Exercise aim |
Reproduce all of the records exactly.

── The data ──

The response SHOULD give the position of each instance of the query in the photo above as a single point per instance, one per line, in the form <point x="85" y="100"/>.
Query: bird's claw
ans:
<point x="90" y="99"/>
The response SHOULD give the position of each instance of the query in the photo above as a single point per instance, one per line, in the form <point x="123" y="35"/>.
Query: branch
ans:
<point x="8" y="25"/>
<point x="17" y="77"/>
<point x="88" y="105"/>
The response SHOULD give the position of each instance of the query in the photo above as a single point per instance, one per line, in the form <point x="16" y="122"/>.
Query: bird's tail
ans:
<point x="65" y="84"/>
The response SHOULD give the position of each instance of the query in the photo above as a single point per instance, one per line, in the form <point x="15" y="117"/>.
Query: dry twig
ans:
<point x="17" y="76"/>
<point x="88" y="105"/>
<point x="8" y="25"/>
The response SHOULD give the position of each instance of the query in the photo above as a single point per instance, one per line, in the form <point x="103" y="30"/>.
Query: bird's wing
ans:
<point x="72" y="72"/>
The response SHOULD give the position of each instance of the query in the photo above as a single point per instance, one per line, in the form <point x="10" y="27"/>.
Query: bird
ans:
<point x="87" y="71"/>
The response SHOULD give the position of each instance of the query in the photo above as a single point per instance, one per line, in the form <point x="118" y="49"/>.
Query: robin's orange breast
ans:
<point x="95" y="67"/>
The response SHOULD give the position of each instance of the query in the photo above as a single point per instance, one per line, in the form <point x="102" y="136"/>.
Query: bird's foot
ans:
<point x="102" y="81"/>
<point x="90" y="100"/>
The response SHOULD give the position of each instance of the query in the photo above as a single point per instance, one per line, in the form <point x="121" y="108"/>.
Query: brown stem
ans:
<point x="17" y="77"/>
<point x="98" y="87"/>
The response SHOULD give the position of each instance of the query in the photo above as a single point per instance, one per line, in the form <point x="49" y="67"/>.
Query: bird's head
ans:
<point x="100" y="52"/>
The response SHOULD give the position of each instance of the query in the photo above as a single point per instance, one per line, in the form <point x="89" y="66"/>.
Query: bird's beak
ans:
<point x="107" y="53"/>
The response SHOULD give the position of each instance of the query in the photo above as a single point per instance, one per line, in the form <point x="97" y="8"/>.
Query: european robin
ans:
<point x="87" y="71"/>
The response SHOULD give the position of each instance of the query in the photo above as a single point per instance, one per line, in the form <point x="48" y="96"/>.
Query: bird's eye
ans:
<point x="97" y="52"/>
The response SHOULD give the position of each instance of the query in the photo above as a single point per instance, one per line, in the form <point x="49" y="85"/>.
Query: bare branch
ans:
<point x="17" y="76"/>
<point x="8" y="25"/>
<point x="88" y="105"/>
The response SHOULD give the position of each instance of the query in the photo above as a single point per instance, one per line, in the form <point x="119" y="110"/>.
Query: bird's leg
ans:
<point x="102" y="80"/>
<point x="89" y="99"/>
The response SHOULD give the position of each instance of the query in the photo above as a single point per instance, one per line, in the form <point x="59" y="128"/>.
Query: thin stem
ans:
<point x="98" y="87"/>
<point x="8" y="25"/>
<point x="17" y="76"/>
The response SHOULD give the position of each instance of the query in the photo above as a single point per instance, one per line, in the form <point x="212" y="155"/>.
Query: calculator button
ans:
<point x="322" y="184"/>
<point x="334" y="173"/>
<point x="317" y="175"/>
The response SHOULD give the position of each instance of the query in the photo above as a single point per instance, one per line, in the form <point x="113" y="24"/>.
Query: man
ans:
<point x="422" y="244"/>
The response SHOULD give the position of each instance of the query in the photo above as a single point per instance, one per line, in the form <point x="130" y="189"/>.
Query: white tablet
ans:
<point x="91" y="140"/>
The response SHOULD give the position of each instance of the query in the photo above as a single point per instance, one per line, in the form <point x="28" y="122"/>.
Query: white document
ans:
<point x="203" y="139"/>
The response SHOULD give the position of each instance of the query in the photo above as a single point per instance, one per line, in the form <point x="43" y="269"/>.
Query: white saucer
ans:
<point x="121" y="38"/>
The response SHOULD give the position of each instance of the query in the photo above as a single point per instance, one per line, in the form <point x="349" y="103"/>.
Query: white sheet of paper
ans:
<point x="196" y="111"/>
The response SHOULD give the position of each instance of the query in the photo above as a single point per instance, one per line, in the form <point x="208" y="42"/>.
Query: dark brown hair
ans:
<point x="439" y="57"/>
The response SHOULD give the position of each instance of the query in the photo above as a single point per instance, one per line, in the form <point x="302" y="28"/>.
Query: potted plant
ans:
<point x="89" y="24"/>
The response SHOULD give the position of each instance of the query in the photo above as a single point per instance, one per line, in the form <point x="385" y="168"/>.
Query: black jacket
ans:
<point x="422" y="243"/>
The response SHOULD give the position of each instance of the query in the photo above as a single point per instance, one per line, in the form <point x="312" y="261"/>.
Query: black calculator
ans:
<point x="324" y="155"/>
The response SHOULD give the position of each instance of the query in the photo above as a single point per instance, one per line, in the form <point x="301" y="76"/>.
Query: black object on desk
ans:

───

Completed task |
The response SHOULD give the position of each instance of the query in the photo above as a single point per instance, one per line, in the form <point x="85" y="100"/>.
Query: bird's claw
ans:
<point x="90" y="99"/>
The response SHOULD give the position of each instance of the query in the photo above as a single point per instance, one per line, in the form <point x="123" y="35"/>.
Query: branch
ans:
<point x="8" y="25"/>
<point x="17" y="77"/>
<point x="88" y="105"/>
The response SHOULD give the position of each instance of the query in the photo above as a single point per instance, one per line, in the form <point x="16" y="122"/>.
Query: bird's tail
ans:
<point x="65" y="84"/>
The response SHOULD give the position of each instance of the query in the photo above as a single point per instance, one per line, in the form <point x="15" y="117"/>.
Query: dry twig
ans:
<point x="17" y="76"/>
<point x="88" y="105"/>
<point x="8" y="25"/>
The response SHOULD give the position of each instance of the query in the photo above as a single point per instance, one per line, in the form <point x="103" y="30"/>.
Query: bird's wing
ans:
<point x="72" y="72"/>
The response SHOULD give the position of each instance of the query in the photo above as a single point per instance, one per line, in the form <point x="10" y="27"/>.
Query: bird
ans:
<point x="87" y="71"/>
The response SHOULD give the position of each instance of the query in the photo above as a single point per instance, one per line, in the form <point x="118" y="49"/>.
Query: robin's orange breast
ans:
<point x="95" y="67"/>
The response SHOULD give the position of each instance of the query in the photo above as a single point per instance, one per line, in the form <point x="102" y="136"/>.
Query: bird's foot
ans:
<point x="102" y="81"/>
<point x="90" y="100"/>
The response SHOULD give the position of each instance of the query in the photo above as a single point per instance, one per line, in the form <point x="121" y="108"/>.
Query: brown stem
ans:
<point x="17" y="77"/>
<point x="98" y="87"/>
The response SHOULD give the position of each instance of the query in the photo above as a single point per instance, one per line, in the form <point x="49" y="67"/>.
Query: bird's head
ans:
<point x="100" y="52"/>
The response SHOULD give the position of each instance of the query in the photo above as a single point per instance, one per line, in the form <point x="89" y="66"/>.
Query: bird's beak
ans:
<point x="107" y="53"/>
The response SHOULD give the position of each instance of the query in the photo above as a single point per instance, one per line, in the form <point x="97" y="8"/>.
Query: european robin
ans:
<point x="87" y="71"/>
The response SHOULD give the position of each instance of the query in the photo above as a single point per instance, one per line, in the form <point x="48" y="96"/>.
Query: bird's eye
ans:
<point x="97" y="52"/>
The response SHOULD give the position of each instance of the query in the photo above as a single point per instance, one per line, in the form <point x="49" y="85"/>.
Query: bare branch
ans:
<point x="17" y="76"/>
<point x="8" y="25"/>
<point x="88" y="105"/>
The response SHOULD give the position of each instance of the query in the photo above as a single point per instance, one per line, in the form <point x="119" y="110"/>.
Query: bird's leg
ans:
<point x="102" y="80"/>
<point x="89" y="99"/>
The response SHOULD give the position of each instance of the query in the photo above as a single point per instance, one per line, in the form <point x="59" y="128"/>.
Query: thin stem
ans:
<point x="98" y="87"/>
<point x="8" y="25"/>
<point x="17" y="76"/>
The response SHOULD give the position of each instance of the query in the photo above as a single point per instance, one per line, in the form <point x="212" y="155"/>.
Query: calculator button
ans:
<point x="322" y="184"/>
<point x="334" y="173"/>
<point x="317" y="175"/>
The response SHOULD give the position of each instance of the query in the photo above as a single point per instance, one per line, in the form <point x="113" y="24"/>.
Query: man
ans:
<point x="422" y="244"/>
The response SHOULD give the position of each instance of the query in the photo above as a single point per instance, one per line, in the form <point x="130" y="189"/>.
Query: white tablet
ans:
<point x="91" y="140"/>
The response SHOULD give the position of each instance of the query in the photo above as a single point per instance, one per line, in the form <point x="28" y="122"/>.
Query: white document
ans:
<point x="203" y="139"/>
The response SHOULD give the position of each instance of the query in the photo above as a single point per instance, one per line, in the form <point x="43" y="269"/>.
Query: white saucer
ans:
<point x="121" y="38"/>
The response SHOULD give the position of each instance of the query in the photo above as a single point per instance, one per line, in the form <point x="349" y="103"/>.
Query: white sheet of paper
ans:
<point x="196" y="111"/>
The response SHOULD give the position of each instance of the query in the photo above as a single point per instance, one per line, in the form <point x="208" y="42"/>.
Query: dark brown hair
ans:
<point x="439" y="57"/>
The response SHOULD give the position of each instance of the query in the photo above as a single point per instance, one per line, in the form <point x="302" y="28"/>.
Query: potted plant
ans:
<point x="89" y="24"/>
The response SHOULD give the position of each instance of the query in the photo above as a single point per instance, one per line, in the form <point x="385" y="168"/>.
Query: black jacket
ans:
<point x="422" y="243"/>
The response SHOULD give the position of each instance of the query in the photo above as a single point per instance, one per line, in the form <point x="312" y="261"/>.
Query: black calculator
ans:
<point x="324" y="155"/>
The response SHOULD give the position of each instance of the query in the photo above as a single point per instance, one per line, in the form <point x="301" y="76"/>.
Query: black object on desk
ans:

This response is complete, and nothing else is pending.